Material supplied:
+--
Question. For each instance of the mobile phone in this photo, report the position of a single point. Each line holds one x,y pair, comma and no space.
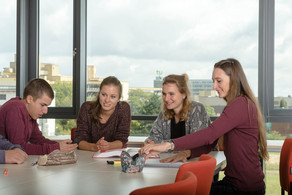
76,141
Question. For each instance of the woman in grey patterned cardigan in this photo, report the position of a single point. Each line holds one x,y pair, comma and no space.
179,116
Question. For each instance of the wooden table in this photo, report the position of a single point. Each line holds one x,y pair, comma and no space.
87,176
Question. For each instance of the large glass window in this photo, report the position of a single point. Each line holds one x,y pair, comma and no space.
283,58
7,50
56,48
140,42
56,60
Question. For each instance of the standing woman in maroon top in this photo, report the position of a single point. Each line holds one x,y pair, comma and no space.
242,126
105,123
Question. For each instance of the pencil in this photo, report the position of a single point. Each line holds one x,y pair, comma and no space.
6,172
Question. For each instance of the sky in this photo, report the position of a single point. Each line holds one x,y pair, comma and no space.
132,39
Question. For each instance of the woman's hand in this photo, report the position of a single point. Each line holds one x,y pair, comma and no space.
66,146
181,156
154,149
148,141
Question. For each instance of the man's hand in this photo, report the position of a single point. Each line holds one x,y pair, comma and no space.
181,156
154,149
15,155
66,146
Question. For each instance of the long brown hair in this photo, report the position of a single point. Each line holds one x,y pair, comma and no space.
239,87
95,109
182,83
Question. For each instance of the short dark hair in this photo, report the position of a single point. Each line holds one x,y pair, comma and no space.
37,88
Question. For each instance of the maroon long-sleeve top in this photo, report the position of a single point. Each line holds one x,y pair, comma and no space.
238,123
19,128
116,128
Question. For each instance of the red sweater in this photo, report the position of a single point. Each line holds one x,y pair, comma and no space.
238,123
19,128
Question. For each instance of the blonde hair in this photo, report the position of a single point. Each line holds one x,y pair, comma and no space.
95,109
182,83
239,87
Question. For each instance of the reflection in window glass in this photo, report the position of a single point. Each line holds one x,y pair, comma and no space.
7,50
56,46
278,131
283,58
140,42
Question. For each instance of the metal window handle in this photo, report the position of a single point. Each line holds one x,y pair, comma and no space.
74,52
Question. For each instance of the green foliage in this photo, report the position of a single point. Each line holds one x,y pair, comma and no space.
275,135
64,93
140,128
210,110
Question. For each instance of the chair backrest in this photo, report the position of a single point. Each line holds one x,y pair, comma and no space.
73,133
187,186
204,169
286,165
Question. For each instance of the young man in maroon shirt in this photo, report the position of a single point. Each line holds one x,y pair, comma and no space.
18,120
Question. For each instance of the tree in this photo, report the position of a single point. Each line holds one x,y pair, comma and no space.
64,93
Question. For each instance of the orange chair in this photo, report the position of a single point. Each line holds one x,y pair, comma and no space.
+--
Description of the task: A faithful copy of all the data above, without its pictures, is the expected result.

Response area:
Question. For each instance of the mobile phone in this photo, report the position of a single point. Each line holds one x,y pair, comma and no space.
76,141
Question. For each instance of the woman in grey patterned cardigan in this photo, report the position of a single point. Each line holds one x,y pair, comma and no space.
179,116
Question. For each instance of the wooden table in this photo, report the position of a single point. Each line holds one x,y pair, comma and no space.
87,176
Question. For each instance of the large glass window in this photo, report the position of a single point. Each line holds one x,y pair, comma and no space.
283,58
7,50
56,48
140,42
56,60
Question. For each instance of the standing woman in maroon top in this photo, report the position of a single point. Each line holds one x,y pair, comma and no space.
242,126
105,123
Question. For each instance of the pencil in this photo, report the position of a single point. Each line holds one x,y pair, comma and no space.
6,172
Question. For each instance of the sky in this photo, report the position of a single point. Each line holds one x,y pair, comma and no space.
132,39
Question. For each instance of the woman's hand in this photo, report the position of a single point. Each line holds one x,y pair, comma and no space.
66,146
181,156
154,149
148,141
Question. For each instance of the man's hand in this photo, report the position of a single point. Each line holds one x,y pair, comma and no space.
181,156
154,149
15,155
66,146
Question. For each instance of the long brown hair in this photo, report the position of a single point. Each line holds one x,y pair, comma and no space.
239,87
95,109
182,83
Question. For each instance of the short dark hair in this photo, report the position of a single point. Each line holds one x,y pair, comma and no space.
37,88
Question. For each instance of the maroon long-sleeve top in this photo, report the position of a single point. Each line holds one x,y pair, comma and no space.
238,123
19,128
116,128
Question. For each instance of the red sweater in this photo, report the position of a single point. Each line holds one x,y pair, comma and no space.
238,123
19,128
Question. For each instance of the blonde hair in this photo, report the position of a single point. Each line holds one x,y pair, comma and no space.
95,109
182,83
239,87
Question. For each instance of the reflection in window glass in this photo, report the position of a single point. Each line holds one x,y pair, comma and no space.
7,50
56,46
278,131
283,58
140,42
Question. For each instance of the metal window handle in this photo, report the position of a single point. Each line holds one x,y pair, comma and no space.
74,52
Question. For each instance of the green foliage in this photo, report the position of a single point. Each line holds one x,y pair, comma and no space.
275,135
64,93
140,128
210,110
Question. For each instance of the chair backrest in this photo, report the position of a single point. Each line holds one x,y pair, comma and no space.
73,133
187,186
204,169
286,165
Question. For each instance of the young man in maroon shirt in this photo, report the position of a single point. Each line holds one x,y pair, comma and no space.
18,120
Question. For each instance of the tree in this photo, report the position of a single point. Each line holds one x,y pair, comma and no space.
64,93
Question. For each instance of the orange chair in this photo, report the position of a single point. Each line holds one x,y pair, comma and no space.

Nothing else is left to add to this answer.